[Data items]
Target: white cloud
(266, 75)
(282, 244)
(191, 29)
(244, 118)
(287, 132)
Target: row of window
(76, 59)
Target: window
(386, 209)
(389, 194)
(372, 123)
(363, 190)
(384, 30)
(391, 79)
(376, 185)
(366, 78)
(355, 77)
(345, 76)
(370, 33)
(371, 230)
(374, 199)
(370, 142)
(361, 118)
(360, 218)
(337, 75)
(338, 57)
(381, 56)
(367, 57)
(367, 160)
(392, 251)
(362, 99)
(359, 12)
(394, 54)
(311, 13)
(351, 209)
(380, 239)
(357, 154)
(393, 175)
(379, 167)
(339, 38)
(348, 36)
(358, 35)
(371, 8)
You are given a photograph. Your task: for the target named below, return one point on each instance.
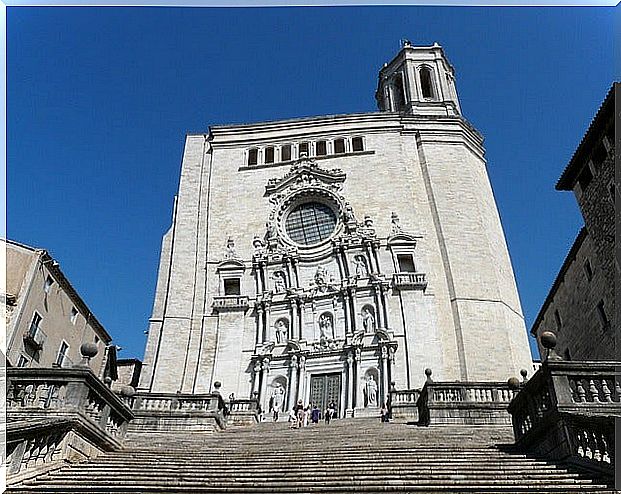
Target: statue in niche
(368, 320)
(348, 213)
(326, 328)
(395, 226)
(370, 391)
(280, 284)
(322, 279)
(271, 230)
(361, 267)
(230, 249)
(258, 245)
(277, 400)
(281, 331)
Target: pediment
(305, 172)
(230, 265)
(402, 238)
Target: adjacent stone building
(580, 307)
(47, 320)
(320, 259)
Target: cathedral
(327, 259)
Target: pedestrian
(292, 419)
(384, 413)
(299, 412)
(315, 412)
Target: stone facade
(580, 307)
(322, 258)
(47, 320)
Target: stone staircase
(356, 455)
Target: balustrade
(405, 281)
(566, 412)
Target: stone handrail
(566, 412)
(407, 280)
(37, 399)
(173, 412)
(175, 402)
(226, 302)
(464, 402)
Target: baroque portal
(322, 259)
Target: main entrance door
(326, 388)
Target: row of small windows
(285, 152)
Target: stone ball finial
(514, 383)
(88, 350)
(548, 339)
(128, 391)
(428, 374)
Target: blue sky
(99, 101)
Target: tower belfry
(419, 80)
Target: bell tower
(418, 81)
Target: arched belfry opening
(419, 80)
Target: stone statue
(230, 249)
(368, 320)
(279, 282)
(281, 331)
(348, 213)
(325, 326)
(370, 390)
(361, 267)
(395, 226)
(279, 395)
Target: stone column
(256, 377)
(379, 313)
(301, 380)
(357, 381)
(384, 363)
(260, 329)
(265, 370)
(293, 374)
(350, 381)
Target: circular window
(310, 223)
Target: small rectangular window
(269, 155)
(49, 281)
(557, 319)
(599, 155)
(588, 271)
(603, 318)
(356, 144)
(62, 353)
(585, 177)
(74, 315)
(285, 153)
(406, 263)
(34, 325)
(232, 287)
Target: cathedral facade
(321, 259)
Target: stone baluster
(350, 381)
(293, 375)
(384, 363)
(301, 380)
(358, 397)
(265, 369)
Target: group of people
(301, 416)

* [Job]: Give every line from the one containing "Target: bell tower" through the last line of the rows above as a JSON list of strings, one string per line, with blank lines omitted.

* [Result of this task]:
[
  "Target: bell tower",
  "(418, 81)",
  "Target: arched belfry opening",
  "(419, 80)",
  "Target: stone statue",
  "(230, 249)",
  "(368, 320)",
  "(279, 282)",
  "(281, 331)",
  "(348, 213)",
  "(325, 326)",
  "(370, 390)",
  "(361, 267)",
  "(395, 226)",
  "(279, 395)",
  "Target: stone column",
  "(256, 377)",
  "(379, 313)",
  "(301, 380)",
  "(357, 381)",
  "(384, 363)",
  "(260, 329)",
  "(265, 370)",
  "(293, 374)",
  "(350, 381)",
  "Target: circular window",
  "(310, 223)",
  "Target: small rectangular window",
  "(269, 155)",
  "(49, 281)",
  "(557, 319)",
  "(599, 155)",
  "(588, 271)",
  "(603, 318)",
  "(356, 144)",
  "(62, 353)",
  "(585, 177)",
  "(74, 315)",
  "(285, 153)",
  "(406, 263)",
  "(34, 325)",
  "(232, 287)",
  "Target: cathedral facade",
  "(321, 259)",
  "Target: stone baluster",
  "(350, 381)",
  "(293, 375)",
  "(384, 363)",
  "(301, 380)",
  "(358, 397)",
  "(265, 369)",
  "Target: group of people",
  "(301, 416)"
]